- Material for this exercise
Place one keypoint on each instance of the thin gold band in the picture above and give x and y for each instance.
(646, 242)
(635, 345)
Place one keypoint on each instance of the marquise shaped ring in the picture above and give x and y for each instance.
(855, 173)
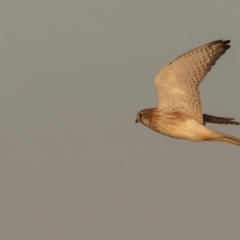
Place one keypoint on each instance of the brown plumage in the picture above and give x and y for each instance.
(179, 113)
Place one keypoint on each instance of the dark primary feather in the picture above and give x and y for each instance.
(218, 120)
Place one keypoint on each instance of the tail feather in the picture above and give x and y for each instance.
(222, 137)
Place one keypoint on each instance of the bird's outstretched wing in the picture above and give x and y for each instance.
(177, 83)
(218, 120)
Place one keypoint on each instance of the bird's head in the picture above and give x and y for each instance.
(144, 116)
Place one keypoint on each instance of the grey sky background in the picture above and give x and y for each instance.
(73, 163)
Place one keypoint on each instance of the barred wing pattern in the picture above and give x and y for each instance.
(177, 83)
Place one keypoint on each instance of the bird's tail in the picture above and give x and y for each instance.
(222, 137)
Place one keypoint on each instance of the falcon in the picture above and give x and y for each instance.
(179, 112)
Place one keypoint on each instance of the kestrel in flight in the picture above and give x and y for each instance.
(179, 113)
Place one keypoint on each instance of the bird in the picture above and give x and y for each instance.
(179, 112)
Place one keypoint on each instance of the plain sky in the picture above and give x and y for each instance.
(73, 163)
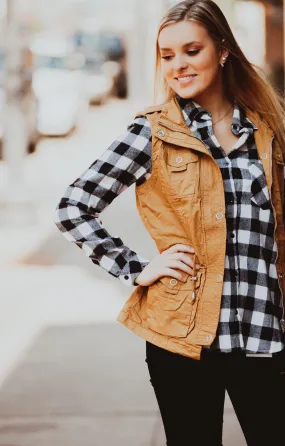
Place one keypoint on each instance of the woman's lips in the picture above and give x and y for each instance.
(186, 80)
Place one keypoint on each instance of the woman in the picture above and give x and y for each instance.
(209, 167)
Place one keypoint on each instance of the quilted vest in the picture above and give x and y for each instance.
(183, 202)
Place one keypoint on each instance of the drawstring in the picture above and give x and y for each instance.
(194, 277)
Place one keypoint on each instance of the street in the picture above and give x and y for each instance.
(70, 374)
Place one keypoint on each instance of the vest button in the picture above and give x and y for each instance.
(219, 278)
(173, 282)
(209, 338)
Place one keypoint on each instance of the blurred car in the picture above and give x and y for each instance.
(58, 115)
(62, 104)
(29, 107)
(98, 84)
(111, 47)
(58, 86)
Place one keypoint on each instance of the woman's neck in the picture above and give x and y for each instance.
(214, 101)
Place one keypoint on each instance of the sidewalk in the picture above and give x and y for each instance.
(70, 374)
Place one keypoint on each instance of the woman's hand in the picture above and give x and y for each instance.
(167, 263)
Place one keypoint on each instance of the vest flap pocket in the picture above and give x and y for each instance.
(168, 284)
(179, 161)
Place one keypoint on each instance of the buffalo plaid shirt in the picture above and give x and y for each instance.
(251, 306)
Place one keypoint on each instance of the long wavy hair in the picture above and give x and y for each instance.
(243, 81)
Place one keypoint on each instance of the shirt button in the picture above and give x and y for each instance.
(219, 278)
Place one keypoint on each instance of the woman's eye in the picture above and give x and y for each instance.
(193, 53)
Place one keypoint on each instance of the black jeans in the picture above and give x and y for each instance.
(190, 395)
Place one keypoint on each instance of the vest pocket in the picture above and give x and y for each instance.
(183, 170)
(171, 311)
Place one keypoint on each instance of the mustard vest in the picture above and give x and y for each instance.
(183, 202)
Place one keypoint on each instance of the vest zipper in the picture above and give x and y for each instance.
(282, 321)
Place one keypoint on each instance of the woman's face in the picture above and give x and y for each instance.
(190, 60)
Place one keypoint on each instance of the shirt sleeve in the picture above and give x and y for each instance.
(128, 160)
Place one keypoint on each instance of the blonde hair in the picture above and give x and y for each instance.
(244, 82)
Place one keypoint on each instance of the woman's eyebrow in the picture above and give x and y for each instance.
(183, 46)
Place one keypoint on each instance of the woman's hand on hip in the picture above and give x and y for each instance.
(171, 262)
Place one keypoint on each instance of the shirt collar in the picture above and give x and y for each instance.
(196, 113)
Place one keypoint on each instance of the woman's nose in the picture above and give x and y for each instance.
(179, 63)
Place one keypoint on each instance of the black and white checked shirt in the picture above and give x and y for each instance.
(251, 300)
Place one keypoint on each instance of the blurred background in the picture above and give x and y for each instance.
(73, 73)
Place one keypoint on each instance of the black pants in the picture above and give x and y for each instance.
(190, 395)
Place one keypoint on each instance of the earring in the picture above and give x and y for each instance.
(224, 60)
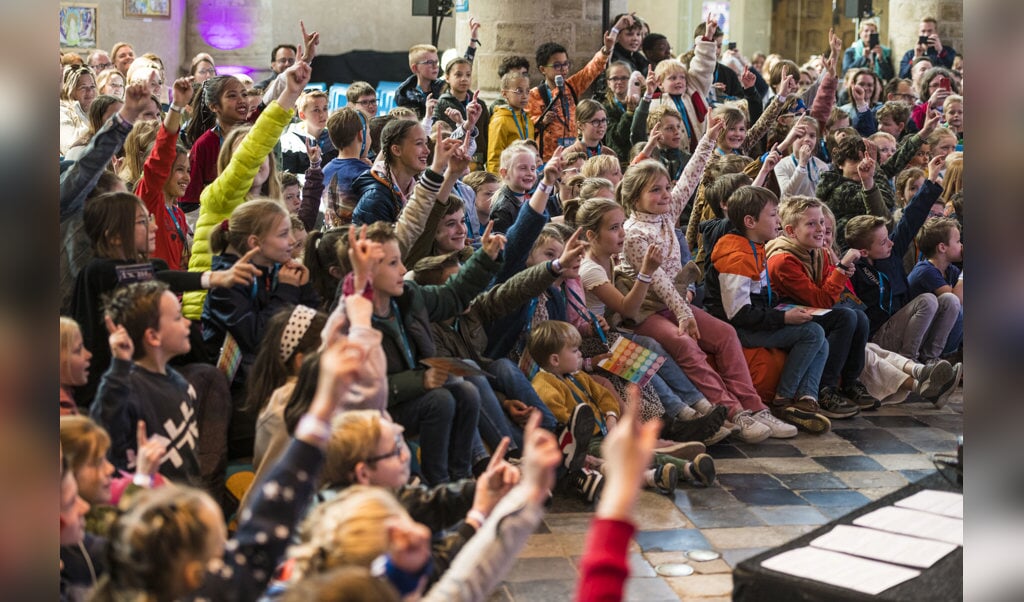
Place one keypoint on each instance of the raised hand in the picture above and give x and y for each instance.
(121, 345)
(148, 454)
(491, 243)
(365, 255)
(748, 79)
(309, 43)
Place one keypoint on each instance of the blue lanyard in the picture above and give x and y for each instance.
(682, 112)
(767, 278)
(597, 413)
(582, 308)
(812, 170)
(521, 130)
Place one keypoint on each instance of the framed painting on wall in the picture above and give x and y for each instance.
(78, 26)
(147, 8)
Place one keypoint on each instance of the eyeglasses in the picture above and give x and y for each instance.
(399, 444)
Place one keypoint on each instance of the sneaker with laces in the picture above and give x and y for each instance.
(835, 405)
(778, 428)
(804, 414)
(696, 429)
(576, 435)
(857, 392)
(751, 431)
(588, 483)
(702, 470)
(933, 378)
(947, 390)
(683, 450)
(666, 478)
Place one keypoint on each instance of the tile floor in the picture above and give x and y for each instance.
(766, 495)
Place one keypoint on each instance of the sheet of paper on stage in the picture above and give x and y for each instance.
(944, 503)
(885, 547)
(914, 522)
(868, 576)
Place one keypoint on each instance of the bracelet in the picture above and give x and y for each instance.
(477, 516)
(310, 426)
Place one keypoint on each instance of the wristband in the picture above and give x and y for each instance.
(310, 426)
(477, 516)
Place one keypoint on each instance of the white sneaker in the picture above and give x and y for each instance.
(751, 431)
(779, 429)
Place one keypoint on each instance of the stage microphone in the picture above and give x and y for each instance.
(560, 83)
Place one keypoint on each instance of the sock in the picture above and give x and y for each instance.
(648, 477)
(702, 406)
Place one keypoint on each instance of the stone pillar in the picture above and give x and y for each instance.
(905, 15)
(518, 28)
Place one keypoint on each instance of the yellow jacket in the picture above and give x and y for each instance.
(230, 189)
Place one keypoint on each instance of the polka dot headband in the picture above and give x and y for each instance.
(296, 328)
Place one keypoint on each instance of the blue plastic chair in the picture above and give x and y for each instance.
(337, 98)
(385, 96)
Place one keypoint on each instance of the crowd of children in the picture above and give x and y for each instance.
(408, 321)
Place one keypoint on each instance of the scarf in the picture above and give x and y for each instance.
(812, 260)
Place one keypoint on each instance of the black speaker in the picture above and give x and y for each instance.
(858, 8)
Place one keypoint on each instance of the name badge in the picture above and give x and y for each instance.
(134, 272)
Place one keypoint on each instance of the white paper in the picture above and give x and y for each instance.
(944, 503)
(914, 522)
(868, 576)
(885, 547)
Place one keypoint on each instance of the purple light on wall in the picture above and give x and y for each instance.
(225, 27)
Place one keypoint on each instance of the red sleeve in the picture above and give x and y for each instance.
(604, 568)
(157, 169)
(788, 278)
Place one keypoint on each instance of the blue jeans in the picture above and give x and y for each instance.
(507, 379)
(807, 348)
(494, 424)
(445, 421)
(847, 332)
(670, 372)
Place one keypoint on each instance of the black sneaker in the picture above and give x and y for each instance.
(574, 437)
(666, 478)
(588, 483)
(697, 429)
(857, 392)
(702, 470)
(834, 405)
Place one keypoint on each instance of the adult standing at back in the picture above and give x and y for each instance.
(558, 126)
(940, 55)
(867, 52)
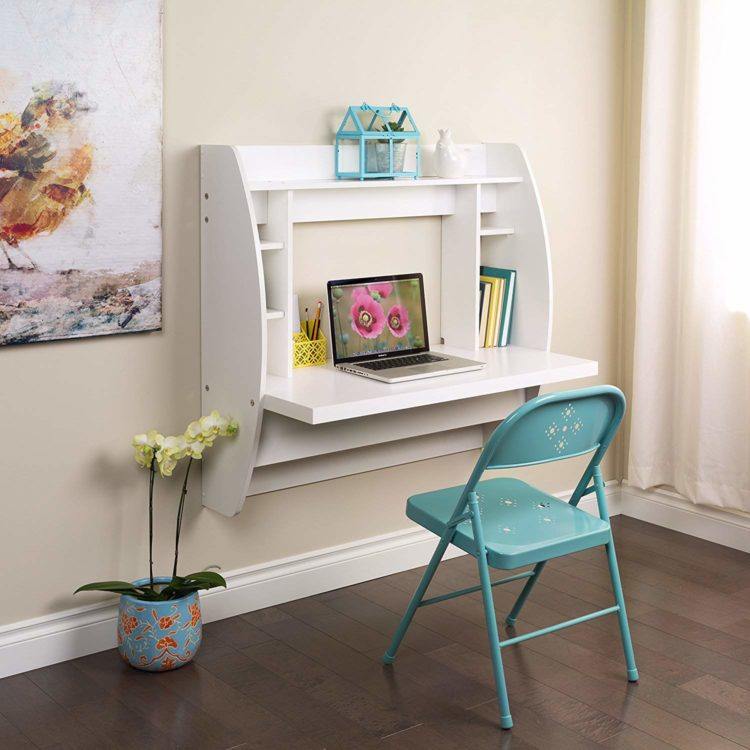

- Exercise aim
Copy every line of the records above that contains the word "wall", with case counting.

- Response to the task
Place one keypoint on each instance of the framed painting on wall in the picture above and give x and y for each instance.
Place one keypoint on each instance of the purple light on wall in the picture above and give x and y for each instance.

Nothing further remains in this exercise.